## Coordinate annotation entries
[START]

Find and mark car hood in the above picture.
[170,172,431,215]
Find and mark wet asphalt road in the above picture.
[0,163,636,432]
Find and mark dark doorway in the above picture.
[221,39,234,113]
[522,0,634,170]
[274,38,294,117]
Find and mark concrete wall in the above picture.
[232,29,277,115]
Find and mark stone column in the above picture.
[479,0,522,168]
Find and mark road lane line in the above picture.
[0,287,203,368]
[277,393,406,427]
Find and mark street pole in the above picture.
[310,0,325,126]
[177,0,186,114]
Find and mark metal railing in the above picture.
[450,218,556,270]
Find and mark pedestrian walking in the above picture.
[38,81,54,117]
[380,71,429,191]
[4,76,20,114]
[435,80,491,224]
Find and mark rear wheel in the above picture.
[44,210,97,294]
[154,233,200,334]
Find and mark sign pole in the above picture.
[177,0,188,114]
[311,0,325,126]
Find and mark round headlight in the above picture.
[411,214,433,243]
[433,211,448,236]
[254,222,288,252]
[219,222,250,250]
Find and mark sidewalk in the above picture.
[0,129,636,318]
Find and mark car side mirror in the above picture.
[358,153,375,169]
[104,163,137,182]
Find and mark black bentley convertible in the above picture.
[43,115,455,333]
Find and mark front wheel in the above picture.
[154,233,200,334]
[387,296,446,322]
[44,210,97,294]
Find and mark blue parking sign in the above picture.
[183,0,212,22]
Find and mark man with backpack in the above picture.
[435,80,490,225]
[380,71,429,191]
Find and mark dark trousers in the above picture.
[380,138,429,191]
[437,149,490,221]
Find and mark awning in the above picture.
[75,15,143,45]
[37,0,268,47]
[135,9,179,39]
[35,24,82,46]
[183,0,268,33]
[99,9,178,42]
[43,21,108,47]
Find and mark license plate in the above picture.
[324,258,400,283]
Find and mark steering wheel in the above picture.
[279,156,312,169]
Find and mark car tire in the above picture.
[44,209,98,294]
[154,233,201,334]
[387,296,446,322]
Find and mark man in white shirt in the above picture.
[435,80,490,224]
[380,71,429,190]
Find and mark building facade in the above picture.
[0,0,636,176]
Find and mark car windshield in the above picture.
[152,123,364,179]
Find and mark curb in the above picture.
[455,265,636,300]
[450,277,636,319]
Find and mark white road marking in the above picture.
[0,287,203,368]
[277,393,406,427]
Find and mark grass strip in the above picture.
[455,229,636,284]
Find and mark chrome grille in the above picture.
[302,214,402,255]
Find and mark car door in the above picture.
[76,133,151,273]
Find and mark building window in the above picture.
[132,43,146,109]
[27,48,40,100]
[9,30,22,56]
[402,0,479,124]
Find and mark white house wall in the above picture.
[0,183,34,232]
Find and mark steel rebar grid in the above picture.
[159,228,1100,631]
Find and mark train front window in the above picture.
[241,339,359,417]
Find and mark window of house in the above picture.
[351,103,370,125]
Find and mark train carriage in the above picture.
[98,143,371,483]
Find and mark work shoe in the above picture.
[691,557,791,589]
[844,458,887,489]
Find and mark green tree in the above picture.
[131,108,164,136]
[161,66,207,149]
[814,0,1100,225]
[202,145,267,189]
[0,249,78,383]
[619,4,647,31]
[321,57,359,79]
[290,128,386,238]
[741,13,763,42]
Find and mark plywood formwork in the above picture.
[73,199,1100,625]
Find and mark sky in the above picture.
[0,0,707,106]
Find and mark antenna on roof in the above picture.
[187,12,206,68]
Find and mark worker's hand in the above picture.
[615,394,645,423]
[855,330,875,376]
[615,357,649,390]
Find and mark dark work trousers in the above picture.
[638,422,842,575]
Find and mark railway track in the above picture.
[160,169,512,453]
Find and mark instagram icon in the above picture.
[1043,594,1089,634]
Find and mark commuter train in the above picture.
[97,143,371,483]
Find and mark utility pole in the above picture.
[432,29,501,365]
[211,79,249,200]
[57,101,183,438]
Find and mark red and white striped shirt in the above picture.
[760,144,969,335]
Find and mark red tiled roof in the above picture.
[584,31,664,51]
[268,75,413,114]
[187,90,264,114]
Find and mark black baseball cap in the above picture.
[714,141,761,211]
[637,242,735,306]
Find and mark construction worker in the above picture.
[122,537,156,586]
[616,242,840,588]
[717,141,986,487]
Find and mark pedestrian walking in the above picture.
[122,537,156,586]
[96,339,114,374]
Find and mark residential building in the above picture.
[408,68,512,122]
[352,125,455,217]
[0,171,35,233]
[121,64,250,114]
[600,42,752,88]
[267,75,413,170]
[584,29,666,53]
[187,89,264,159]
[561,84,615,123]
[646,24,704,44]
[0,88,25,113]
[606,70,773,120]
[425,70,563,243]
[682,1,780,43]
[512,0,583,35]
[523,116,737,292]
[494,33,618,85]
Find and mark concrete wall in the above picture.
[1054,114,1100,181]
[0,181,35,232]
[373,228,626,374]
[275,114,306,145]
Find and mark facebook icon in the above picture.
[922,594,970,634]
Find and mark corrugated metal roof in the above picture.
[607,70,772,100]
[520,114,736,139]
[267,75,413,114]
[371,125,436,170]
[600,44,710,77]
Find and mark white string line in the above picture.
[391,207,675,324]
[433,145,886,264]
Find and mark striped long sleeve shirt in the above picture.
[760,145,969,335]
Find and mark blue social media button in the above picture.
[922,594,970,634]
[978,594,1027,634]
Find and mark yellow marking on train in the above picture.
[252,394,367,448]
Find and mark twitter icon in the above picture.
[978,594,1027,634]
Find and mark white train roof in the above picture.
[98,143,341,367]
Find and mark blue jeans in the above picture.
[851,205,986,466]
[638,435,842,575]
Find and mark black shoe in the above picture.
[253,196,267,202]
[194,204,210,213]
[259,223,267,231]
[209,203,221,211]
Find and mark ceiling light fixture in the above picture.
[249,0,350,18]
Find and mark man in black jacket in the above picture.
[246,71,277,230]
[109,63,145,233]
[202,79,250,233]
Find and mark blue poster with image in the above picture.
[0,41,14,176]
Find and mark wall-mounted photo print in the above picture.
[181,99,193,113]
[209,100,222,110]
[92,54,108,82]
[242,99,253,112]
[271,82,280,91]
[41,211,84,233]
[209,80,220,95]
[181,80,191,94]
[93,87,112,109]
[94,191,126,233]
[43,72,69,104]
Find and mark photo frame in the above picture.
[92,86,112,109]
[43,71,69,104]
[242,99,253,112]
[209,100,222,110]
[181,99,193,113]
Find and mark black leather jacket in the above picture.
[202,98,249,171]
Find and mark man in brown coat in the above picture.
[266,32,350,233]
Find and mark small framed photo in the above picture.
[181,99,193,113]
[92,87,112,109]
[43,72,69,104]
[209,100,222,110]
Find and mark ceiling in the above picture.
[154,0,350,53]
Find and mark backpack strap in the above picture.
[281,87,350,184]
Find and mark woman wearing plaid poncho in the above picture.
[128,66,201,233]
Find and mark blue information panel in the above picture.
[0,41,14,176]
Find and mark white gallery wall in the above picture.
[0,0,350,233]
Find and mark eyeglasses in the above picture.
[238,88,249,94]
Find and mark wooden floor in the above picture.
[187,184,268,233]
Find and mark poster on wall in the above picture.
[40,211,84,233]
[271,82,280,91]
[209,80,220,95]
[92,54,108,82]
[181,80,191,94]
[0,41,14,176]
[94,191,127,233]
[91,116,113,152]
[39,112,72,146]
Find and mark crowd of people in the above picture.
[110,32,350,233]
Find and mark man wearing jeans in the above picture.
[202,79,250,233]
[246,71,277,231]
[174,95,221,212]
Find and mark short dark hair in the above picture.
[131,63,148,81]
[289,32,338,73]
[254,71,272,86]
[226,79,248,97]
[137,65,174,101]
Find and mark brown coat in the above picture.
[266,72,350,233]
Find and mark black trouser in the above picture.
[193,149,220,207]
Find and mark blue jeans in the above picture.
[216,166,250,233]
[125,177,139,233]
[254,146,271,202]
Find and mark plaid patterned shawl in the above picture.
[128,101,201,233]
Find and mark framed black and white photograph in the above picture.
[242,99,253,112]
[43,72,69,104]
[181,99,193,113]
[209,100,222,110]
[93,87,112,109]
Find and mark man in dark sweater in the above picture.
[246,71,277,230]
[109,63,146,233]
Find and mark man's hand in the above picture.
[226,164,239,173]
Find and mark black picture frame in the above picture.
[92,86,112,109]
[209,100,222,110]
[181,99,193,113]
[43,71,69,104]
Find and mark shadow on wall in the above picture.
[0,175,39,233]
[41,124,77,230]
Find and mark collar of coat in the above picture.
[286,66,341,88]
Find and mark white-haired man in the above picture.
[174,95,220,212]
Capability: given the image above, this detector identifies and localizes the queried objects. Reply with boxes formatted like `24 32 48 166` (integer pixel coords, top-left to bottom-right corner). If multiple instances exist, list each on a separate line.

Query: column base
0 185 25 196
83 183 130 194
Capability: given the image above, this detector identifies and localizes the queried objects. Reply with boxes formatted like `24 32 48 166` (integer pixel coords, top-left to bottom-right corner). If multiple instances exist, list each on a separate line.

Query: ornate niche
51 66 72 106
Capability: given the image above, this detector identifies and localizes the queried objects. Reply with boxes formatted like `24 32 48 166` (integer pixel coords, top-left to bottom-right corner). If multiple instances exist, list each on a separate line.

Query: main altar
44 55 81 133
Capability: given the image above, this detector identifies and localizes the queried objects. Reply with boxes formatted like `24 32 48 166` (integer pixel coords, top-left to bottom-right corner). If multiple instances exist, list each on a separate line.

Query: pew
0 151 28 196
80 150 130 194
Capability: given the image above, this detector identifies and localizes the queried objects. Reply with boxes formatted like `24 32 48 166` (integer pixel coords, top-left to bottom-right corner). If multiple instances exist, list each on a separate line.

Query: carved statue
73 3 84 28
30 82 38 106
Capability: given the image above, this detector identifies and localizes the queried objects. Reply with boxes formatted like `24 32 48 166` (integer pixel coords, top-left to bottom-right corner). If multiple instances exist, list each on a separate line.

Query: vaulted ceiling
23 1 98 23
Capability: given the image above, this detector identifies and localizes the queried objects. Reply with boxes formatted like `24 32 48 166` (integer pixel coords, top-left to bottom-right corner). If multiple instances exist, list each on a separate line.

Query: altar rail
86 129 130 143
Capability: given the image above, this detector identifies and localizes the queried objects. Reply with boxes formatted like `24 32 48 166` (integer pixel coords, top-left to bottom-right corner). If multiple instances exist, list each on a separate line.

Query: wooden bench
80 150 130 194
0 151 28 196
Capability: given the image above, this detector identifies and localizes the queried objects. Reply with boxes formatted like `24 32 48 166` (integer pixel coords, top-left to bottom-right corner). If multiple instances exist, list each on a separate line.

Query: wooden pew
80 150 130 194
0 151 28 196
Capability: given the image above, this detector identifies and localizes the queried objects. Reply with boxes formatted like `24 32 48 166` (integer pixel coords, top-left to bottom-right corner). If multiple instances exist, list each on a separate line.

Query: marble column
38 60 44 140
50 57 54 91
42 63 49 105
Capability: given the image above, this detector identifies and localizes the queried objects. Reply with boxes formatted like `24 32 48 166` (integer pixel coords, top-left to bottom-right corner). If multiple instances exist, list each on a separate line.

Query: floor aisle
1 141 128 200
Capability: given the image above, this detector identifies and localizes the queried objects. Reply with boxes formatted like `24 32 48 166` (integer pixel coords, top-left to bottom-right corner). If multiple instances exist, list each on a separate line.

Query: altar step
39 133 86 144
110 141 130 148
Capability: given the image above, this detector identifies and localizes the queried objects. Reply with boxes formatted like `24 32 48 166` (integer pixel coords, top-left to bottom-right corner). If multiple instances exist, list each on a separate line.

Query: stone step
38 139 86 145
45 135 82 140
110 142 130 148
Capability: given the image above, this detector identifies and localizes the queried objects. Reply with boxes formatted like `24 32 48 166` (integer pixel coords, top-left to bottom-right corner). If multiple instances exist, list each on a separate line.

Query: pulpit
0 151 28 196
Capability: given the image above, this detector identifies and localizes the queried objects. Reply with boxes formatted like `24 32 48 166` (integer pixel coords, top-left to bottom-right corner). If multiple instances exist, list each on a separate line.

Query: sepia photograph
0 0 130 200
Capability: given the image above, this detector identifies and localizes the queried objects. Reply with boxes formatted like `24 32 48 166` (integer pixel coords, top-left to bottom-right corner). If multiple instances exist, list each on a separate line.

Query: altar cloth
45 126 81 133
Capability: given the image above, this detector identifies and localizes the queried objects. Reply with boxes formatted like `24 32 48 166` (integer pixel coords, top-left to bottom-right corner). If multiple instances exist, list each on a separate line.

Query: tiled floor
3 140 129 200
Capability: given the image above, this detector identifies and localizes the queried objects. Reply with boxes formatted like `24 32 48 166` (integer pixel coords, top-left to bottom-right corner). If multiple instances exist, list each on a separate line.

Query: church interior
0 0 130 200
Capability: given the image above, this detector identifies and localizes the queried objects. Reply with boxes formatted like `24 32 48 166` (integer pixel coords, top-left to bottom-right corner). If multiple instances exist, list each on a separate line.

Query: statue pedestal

[END]

## EXERCISE DETAILS
Copy out every line from the one containing "Find and mark work shoe in the above picture." down to the one containing "[0,0,707,106]", both included, exactly as they appear.

## TASK OUTPUT
Find and mark work shoe in the above picture.
[691,557,791,589]
[844,458,887,489]
Find and mark green tree in the above picture.
[131,108,164,136]
[161,66,207,149]
[814,0,1100,225]
[202,145,267,189]
[0,249,78,383]
[619,4,647,31]
[321,57,359,79]
[290,128,386,238]
[741,13,763,42]
Find and mark plywood formwork in the above picture.
[73,199,1100,625]
Find and mark sky in the above picture.
[0,0,707,106]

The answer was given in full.